**Prompt**
In the material below, find the line with "Target: chopped celery stalk" and the line with "Each instance of the stinging". Output exactly those two lines and all lines between them, leaving out pictures.

**Supplied records**
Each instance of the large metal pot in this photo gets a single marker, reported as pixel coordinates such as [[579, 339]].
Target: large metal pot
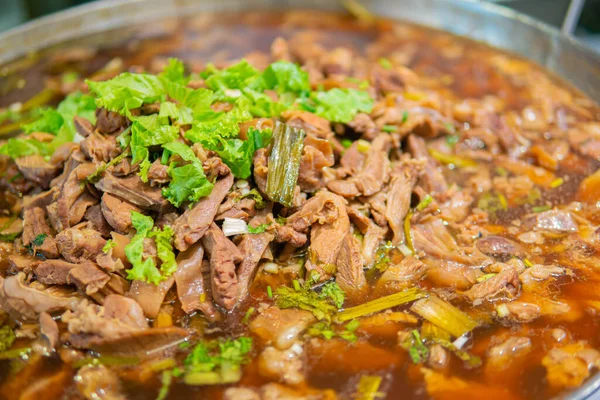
[[111, 21]]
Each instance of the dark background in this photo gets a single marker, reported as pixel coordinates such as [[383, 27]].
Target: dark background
[[15, 12]]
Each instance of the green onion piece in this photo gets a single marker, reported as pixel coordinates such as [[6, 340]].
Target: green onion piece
[[368, 387], [363, 146], [541, 208], [385, 63], [433, 332], [15, 353], [229, 375], [248, 314], [380, 304], [424, 203], [451, 159], [556, 183], [444, 315], [106, 360], [407, 233], [358, 10], [284, 163]]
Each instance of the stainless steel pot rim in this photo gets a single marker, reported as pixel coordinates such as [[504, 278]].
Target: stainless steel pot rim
[[486, 22]]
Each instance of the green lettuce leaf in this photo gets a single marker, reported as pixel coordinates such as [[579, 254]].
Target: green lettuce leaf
[[127, 91]]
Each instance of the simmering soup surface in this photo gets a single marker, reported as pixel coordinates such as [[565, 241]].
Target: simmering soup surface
[[295, 206]]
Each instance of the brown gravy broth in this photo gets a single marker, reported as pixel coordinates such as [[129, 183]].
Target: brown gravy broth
[[458, 78]]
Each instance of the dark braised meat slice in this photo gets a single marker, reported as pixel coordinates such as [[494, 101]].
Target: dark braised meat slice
[[36, 169], [117, 212], [79, 245], [132, 189], [195, 221], [223, 256]]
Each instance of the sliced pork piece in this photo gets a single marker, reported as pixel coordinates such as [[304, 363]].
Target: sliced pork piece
[[432, 179], [96, 220], [54, 272], [65, 211], [373, 175], [149, 295], [36, 169], [133, 190], [281, 328], [504, 284], [350, 275], [191, 286], [99, 148], [88, 278], [34, 224], [79, 245], [403, 179], [195, 221], [404, 274], [24, 301], [118, 212], [223, 256], [252, 247]]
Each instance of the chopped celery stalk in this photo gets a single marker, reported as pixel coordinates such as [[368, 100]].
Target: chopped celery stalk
[[284, 163], [15, 353], [444, 315], [225, 375], [380, 304], [433, 332], [107, 360], [368, 387], [455, 160], [407, 233]]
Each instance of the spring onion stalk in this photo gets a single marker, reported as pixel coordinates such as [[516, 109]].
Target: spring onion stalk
[[234, 226], [452, 159], [284, 163], [107, 360], [433, 332], [15, 353], [226, 375], [368, 387], [380, 304], [444, 315]]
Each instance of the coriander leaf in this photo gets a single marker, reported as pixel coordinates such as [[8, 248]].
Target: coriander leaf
[[334, 292], [188, 183], [341, 105], [304, 299], [164, 250], [285, 76], [50, 121], [181, 114], [7, 338], [175, 72], [237, 76], [127, 91]]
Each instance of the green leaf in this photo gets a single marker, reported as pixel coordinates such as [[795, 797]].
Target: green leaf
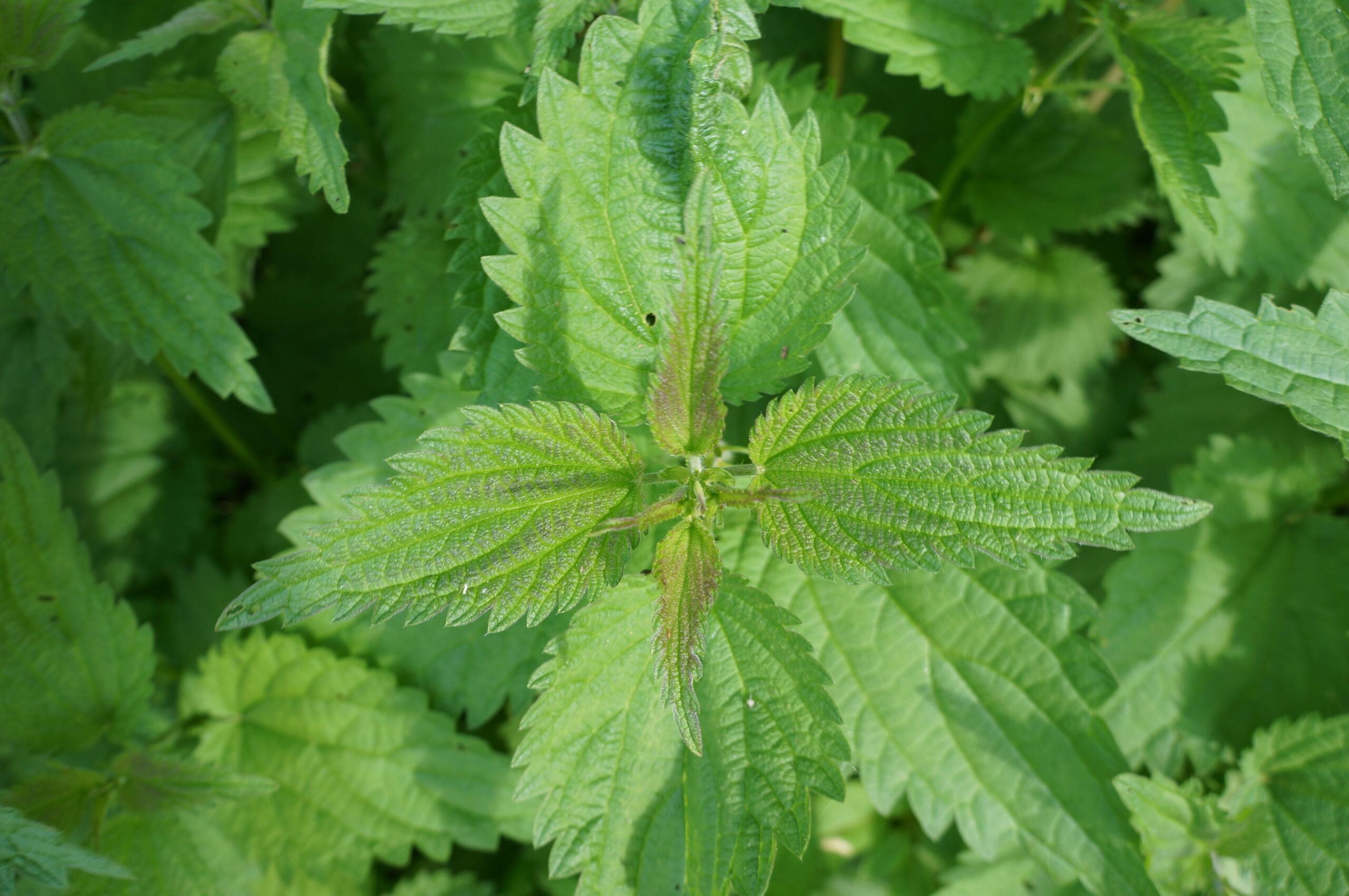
[[1013, 875], [906, 320], [967, 694], [412, 294], [194, 122], [1058, 171], [1043, 312], [1298, 774], [497, 516], [597, 226], [555, 23], [77, 667], [1185, 411], [685, 405], [363, 768], [263, 200], [207, 17], [281, 75], [471, 18], [35, 33], [1186, 834], [172, 854], [104, 230], [185, 626], [154, 783], [432, 401], [622, 801], [442, 883], [112, 463], [1174, 65], [34, 852], [688, 574], [464, 669], [492, 351], [964, 47], [1304, 45], [37, 363], [1198, 624], [432, 96], [1289, 357], [1275, 215], [1186, 273], [902, 482]]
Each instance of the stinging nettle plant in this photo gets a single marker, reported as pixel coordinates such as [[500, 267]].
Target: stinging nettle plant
[[427, 424], [719, 294]]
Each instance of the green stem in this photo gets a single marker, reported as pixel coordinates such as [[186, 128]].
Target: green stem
[[1042, 83], [744, 470], [218, 424], [10, 94], [835, 60], [1083, 87]]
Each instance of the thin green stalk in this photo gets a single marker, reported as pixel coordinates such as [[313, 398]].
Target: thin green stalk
[[1083, 87], [10, 102], [251, 462], [744, 470], [835, 60], [1044, 81]]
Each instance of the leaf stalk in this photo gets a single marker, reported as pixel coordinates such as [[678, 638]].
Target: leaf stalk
[[237, 446]]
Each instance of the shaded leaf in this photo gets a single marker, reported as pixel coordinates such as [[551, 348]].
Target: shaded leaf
[[595, 266], [363, 768], [688, 574], [1304, 47], [906, 320], [969, 695], [1174, 66], [903, 482], [104, 230], [207, 17], [37, 853], [280, 75], [965, 46], [625, 803], [77, 666], [1289, 357], [1198, 624]]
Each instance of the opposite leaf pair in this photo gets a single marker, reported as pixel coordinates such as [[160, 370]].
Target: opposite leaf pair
[[501, 516]]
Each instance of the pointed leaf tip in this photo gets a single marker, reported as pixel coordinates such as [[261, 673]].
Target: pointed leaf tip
[[688, 574]]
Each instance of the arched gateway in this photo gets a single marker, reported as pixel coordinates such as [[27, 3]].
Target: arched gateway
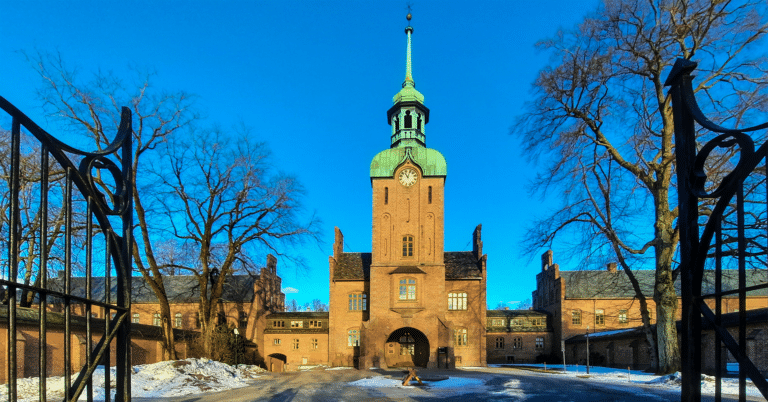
[[407, 347]]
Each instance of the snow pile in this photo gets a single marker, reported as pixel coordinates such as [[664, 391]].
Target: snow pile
[[163, 379]]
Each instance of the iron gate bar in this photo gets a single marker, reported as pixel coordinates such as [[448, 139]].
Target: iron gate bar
[[117, 244], [691, 178]]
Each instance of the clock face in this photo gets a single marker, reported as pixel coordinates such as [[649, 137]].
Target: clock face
[[408, 177]]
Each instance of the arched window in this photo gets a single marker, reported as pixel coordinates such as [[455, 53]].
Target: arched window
[[576, 317], [408, 289], [353, 337], [599, 317], [457, 301], [460, 337], [408, 122], [407, 246]]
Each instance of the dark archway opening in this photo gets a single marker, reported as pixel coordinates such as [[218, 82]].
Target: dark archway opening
[[411, 347]]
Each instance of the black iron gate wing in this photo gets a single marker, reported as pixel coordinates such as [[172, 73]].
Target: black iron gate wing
[[731, 208], [67, 225]]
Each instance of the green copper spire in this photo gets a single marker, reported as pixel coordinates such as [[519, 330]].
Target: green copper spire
[[408, 118], [409, 92]]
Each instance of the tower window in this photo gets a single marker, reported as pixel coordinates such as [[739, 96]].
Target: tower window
[[358, 302], [457, 301], [408, 289], [407, 246]]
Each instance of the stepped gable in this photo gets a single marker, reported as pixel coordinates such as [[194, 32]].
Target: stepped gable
[[462, 265]]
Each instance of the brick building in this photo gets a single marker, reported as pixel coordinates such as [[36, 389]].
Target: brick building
[[601, 301], [407, 302]]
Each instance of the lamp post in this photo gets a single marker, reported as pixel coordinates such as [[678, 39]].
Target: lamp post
[[587, 349]]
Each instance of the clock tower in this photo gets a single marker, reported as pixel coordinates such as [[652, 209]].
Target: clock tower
[[407, 302]]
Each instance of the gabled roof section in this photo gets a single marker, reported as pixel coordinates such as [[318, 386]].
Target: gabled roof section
[[357, 266], [179, 288], [353, 267], [609, 285], [462, 265]]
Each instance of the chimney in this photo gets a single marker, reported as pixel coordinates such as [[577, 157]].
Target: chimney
[[477, 242], [546, 260], [338, 242]]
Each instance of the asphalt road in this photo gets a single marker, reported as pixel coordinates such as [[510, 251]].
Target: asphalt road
[[500, 384]]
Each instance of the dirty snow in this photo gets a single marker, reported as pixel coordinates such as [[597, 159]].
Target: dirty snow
[[196, 376], [168, 378]]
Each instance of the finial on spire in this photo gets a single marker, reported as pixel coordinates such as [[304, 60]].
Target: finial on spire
[[408, 32]]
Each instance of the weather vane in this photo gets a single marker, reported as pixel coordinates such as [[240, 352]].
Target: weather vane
[[408, 17]]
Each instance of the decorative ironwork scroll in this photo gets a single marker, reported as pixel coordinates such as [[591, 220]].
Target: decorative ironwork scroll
[[724, 199], [94, 214]]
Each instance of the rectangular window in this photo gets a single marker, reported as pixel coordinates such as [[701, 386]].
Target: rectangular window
[[576, 317], [353, 337], [457, 301], [407, 246], [407, 289], [358, 302], [460, 337]]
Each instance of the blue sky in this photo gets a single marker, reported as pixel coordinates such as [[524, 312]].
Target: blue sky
[[314, 79]]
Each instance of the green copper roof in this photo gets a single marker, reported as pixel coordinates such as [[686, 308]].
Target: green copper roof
[[431, 162]]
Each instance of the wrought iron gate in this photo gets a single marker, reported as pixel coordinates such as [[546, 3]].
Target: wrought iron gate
[[732, 232], [62, 206]]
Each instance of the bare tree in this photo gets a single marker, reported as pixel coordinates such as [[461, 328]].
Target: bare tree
[[91, 108], [222, 197], [601, 115]]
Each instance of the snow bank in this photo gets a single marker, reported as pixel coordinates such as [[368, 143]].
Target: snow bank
[[169, 378]]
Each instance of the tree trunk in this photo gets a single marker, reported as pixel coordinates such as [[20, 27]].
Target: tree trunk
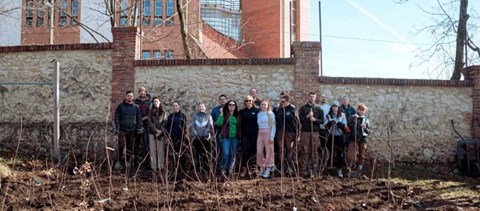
[[183, 30], [461, 36]]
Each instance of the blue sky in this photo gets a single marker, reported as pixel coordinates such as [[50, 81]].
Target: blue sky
[[346, 22]]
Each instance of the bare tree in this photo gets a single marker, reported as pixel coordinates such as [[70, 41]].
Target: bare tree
[[452, 38]]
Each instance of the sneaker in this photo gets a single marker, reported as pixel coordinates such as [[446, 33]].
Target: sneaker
[[340, 174], [289, 171], [266, 173], [117, 166], [243, 172]]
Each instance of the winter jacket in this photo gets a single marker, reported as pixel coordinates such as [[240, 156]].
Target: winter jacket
[[156, 121], [144, 105], [336, 124], [359, 133], [247, 119], [202, 126], [347, 110], [267, 120], [287, 119], [128, 117], [229, 126], [176, 125], [317, 114]]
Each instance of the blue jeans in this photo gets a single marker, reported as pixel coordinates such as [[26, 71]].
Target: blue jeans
[[229, 149]]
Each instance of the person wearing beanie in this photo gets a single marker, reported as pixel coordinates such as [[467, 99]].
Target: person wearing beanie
[[336, 122], [127, 123], [311, 117]]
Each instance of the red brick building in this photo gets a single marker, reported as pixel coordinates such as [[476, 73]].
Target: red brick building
[[216, 28]]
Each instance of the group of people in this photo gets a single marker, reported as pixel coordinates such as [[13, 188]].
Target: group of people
[[271, 136]]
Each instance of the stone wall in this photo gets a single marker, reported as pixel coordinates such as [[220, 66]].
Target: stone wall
[[417, 117], [191, 84]]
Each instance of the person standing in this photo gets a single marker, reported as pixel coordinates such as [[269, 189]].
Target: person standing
[[289, 127], [201, 130], [175, 128], [127, 123], [156, 121], [336, 123], [311, 117], [253, 93], [141, 139], [228, 121], [360, 129], [248, 133], [265, 139]]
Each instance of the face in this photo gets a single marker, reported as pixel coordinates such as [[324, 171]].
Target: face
[[323, 99], [312, 98], [142, 92], [156, 103], [232, 106], [335, 109], [345, 101], [248, 103], [253, 92], [264, 106], [222, 101], [361, 111], [201, 108], [129, 97], [176, 107], [284, 102]]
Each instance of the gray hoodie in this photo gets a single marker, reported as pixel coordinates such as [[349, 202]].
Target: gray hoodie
[[202, 126]]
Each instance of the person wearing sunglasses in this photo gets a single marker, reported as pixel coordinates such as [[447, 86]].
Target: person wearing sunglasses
[[248, 134], [228, 121]]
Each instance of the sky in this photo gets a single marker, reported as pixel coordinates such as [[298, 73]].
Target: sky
[[375, 38], [360, 38]]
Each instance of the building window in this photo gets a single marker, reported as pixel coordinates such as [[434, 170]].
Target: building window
[[63, 13], [169, 54], [157, 55], [74, 12], [158, 12], [40, 14], [123, 13], [29, 20], [170, 10], [147, 12], [146, 54]]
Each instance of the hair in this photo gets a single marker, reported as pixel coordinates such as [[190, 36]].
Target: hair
[[225, 109], [330, 112], [362, 105], [157, 111]]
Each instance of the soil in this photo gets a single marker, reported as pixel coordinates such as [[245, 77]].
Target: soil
[[35, 186]]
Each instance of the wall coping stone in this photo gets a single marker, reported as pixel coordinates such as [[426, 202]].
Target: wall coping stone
[[62, 47], [255, 61], [394, 81]]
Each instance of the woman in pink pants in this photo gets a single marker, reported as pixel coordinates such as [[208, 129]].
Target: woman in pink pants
[[266, 133]]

**Solution**
Target: chopped celery stalk
[[284, 163], [15, 353], [444, 315], [225, 375], [380, 304], [433, 332], [107, 360], [368, 387], [455, 160], [407, 233]]
Each instance of the spring onion stalk in this photo gets a single marker, reported as pixel coordinates such as [[516, 109]].
Target: spring onion stalk
[[234, 226], [452, 159], [284, 163], [107, 360], [433, 332], [15, 353], [226, 375], [368, 387], [380, 304], [444, 315]]
Each instance of the coriander leaf in this photo gets a single marker, reported as pixel coordinates such as [[8, 248]].
Target: coriander leaf
[[334, 292], [188, 183], [341, 105], [304, 299], [164, 250], [285, 76], [50, 121], [181, 114], [7, 338], [175, 72], [237, 76], [127, 91]]
Each instance of the green leaf in this photo gets a single marker, reported as pixel coordinates such as [[795, 797]].
Target: green leaf
[[1013, 875], [906, 320], [967, 694], [412, 294], [194, 122], [1058, 171], [1043, 312], [1298, 774], [497, 516], [597, 226], [555, 23], [77, 667], [1185, 411], [685, 405], [363, 768], [263, 200], [207, 17], [281, 75], [471, 18], [35, 33], [1186, 834], [172, 854], [104, 230], [185, 626], [154, 783], [432, 401], [622, 801], [442, 883], [112, 463], [1174, 65], [34, 852], [688, 574], [464, 669], [492, 351], [964, 47], [1304, 45], [37, 363], [1198, 624], [432, 96], [1289, 357], [1275, 215], [1186, 273], [902, 482]]
Each instance of the stinging nettle plant in this photo gets a single marker, reported as pixel coordinates such as [[500, 267]].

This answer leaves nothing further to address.